EXTRACT
-=-=-
[OSSTEST PATCH 05/14] sg-report-flight: Use WITH to use best index use for $flightsq

Ian Jackson posted 14 patches 5 years, 6 months ago
[OSSTEST PATCH 05/14] sg-report-flight: Use WITH to use best index use for $flightsq
Posted by Ian Jackson 5 years, 6 months ago
While we're here, convert this EXISTS subquery to a JOIN.

Perf: runtime of my test case now ~200-300s.

Example query before (from the Perl DBI trace):

      SELECT * FROM (
        SELECT DISTINCT flight, blessing
             FROM flights
             JOIN runvars r1 USING (flight)

            WHERE (branch='xen-unstable')
              AND ( (TRUE AND flight <= 151903) AND (blessing='real') )
                  AND EXISTS (SELECT 1
                            FROM jobs
                           WHERE jobs.flight = flights.flight
                             AND jobs.job = ?)

              AND r1.name LIKE 'built_revision_%'
              AND r1.name = ?
              AND r1.val= ?

            ORDER BY flight DESC
            LIMIT 1000
      ) AS sub
      ORDER BY blessing ASC, flight DESC

With bind variables:

     "test-armhf-armhf-libvirt"
     'built_revision_xen'
     '165f3afbfc3db70fcfdccad07085cde0a03c858b'

After:

      WITH sub AS (
        SELECT DISTINCT flight, blessing
             FROM flights
             JOIN runvars r1 USING (flight)

            WHERE (branch='xen-unstable')
              AND ( (TRUE AND flight <= 151903) AND (blessing='real') )
              AND r1.name LIKE 'built_revision_%'
              AND r1.name = ?
              AND r1.val= ?

            ORDER BY flight DESC
            LIMIT 1000
      )
      SELECT *
        FROM sub
        JOIN jobs USING (flight)

       WHERE (1=1)
                  AND jobs.job = ?

      ORDER BY blessing ASC, flight DESC

With bind variables:

    'built_revision_xen'
    '165f3afbfc3db70fcfdccad07085cde0a03c858b'
    "test-armhf-armhf-libvirt"

Diff to the query:

-      SELECT * FROM (
+      WITH sub AS (
         SELECT DISTINCT flight, blessing
              FROM flights
              JOIN runvars r1 USING (flight)

             WHERE (branch='xen-unstable')
               AND ( (TRUE AND flight <= 151903) AND (blessing='real') )
-                  AND EXISTS (SELECT 1
-                            FROM jobs
-                           WHERE jobs.flight = flights.flight
-                             AND jobs.job = ?)
-
               AND r1.name LIKE 'built_revision_%'
               AND r1.name = ?
               AND r1.val= ?

             ORDER BY flight DESC
             LIMIT 1000
-      ) AS sub
+      )
+      SELECT *
+        FROM sub
+        JOIN jobs USING (flight)
-=-=-
WRITTEN TASK A
Select every line of the listing below that contains the string "bicycle", treating uppercase and lowercase as different.

(Named-object pointing listing)
-=-=-
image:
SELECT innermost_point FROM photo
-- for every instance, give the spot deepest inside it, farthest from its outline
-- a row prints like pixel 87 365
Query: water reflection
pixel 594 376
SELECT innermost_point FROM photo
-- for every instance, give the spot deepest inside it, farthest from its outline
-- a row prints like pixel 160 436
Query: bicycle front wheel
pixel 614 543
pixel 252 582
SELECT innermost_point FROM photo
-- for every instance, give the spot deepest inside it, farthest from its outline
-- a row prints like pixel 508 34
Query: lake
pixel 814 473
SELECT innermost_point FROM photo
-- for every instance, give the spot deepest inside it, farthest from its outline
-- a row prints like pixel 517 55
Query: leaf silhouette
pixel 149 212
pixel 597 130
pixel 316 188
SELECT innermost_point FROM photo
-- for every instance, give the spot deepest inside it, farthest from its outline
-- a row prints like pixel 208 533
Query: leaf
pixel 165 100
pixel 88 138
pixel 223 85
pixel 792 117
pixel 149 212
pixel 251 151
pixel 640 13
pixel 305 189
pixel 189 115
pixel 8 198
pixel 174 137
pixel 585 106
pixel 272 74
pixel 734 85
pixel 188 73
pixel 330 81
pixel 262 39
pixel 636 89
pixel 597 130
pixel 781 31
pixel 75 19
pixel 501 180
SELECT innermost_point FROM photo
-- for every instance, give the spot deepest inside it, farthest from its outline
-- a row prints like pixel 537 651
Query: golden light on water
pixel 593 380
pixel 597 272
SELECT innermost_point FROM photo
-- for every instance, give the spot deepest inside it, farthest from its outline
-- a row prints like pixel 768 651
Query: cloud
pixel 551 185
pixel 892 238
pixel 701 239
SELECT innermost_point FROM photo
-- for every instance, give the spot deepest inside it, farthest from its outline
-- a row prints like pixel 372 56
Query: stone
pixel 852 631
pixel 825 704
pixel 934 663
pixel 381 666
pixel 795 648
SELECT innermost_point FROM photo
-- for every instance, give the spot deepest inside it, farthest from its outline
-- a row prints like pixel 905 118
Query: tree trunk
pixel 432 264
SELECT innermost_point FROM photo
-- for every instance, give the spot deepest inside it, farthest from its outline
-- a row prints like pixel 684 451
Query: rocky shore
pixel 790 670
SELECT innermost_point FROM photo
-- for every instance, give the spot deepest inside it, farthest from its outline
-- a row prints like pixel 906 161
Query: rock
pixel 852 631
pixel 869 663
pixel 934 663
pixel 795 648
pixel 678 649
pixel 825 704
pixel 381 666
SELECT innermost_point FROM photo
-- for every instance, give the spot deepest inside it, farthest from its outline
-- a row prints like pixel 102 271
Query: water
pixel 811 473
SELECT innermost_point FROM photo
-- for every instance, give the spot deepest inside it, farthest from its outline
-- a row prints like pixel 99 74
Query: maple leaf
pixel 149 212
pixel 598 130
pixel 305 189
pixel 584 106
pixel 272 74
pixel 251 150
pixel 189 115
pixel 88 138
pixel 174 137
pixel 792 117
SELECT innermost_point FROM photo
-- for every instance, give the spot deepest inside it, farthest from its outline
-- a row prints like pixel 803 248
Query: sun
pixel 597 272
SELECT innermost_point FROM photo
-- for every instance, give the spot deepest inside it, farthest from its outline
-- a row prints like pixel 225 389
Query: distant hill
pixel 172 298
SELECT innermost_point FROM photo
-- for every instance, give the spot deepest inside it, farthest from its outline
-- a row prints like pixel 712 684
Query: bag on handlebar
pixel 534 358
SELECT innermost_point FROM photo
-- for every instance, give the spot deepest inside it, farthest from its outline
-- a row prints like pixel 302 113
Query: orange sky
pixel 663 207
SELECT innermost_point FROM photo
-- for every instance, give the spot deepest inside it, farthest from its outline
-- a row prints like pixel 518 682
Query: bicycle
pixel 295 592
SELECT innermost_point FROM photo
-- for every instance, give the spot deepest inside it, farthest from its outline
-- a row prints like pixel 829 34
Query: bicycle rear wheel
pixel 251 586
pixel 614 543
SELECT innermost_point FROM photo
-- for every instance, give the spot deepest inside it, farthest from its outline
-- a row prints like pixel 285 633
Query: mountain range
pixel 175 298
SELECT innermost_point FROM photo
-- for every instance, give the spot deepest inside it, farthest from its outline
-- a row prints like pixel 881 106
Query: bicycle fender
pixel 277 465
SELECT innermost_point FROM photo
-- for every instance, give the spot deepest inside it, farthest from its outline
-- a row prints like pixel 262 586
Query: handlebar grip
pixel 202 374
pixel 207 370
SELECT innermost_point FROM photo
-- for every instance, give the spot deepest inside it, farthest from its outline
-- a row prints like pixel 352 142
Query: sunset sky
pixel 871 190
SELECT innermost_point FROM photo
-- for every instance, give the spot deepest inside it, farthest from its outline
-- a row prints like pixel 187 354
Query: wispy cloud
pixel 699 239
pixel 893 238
-=-=-
WRITTEN TASK B
Rewrite the query in the patch above that begins "WITH sub AS (" as a bulleted list of its steps, keeping its main facts.

TASK ANSWER A
Query: bicycle front wheel
Query: bicycle
Query: bicycle rear wheel
Query: bicycle fender

TASK ANSWER B
- Defines a subquery named sub that selects distinct flight and blessing from flights, joined with runvars r1 using flight.
- Keeps only rows where branch is 'xen-unstable', flight is at most 151903, blessing is 'real', r1.name is LIKE 'built_revision_%', r1.name equals a bind variable, and r1.val equals a bind variable.
- Orders sub by flight descending and limits it to 1000 rows.
- Selects everything from sub, joined with jobs using flight, where jobs.job equals a bind variable.
- Orders the final result by blessing ascending, then flight descending.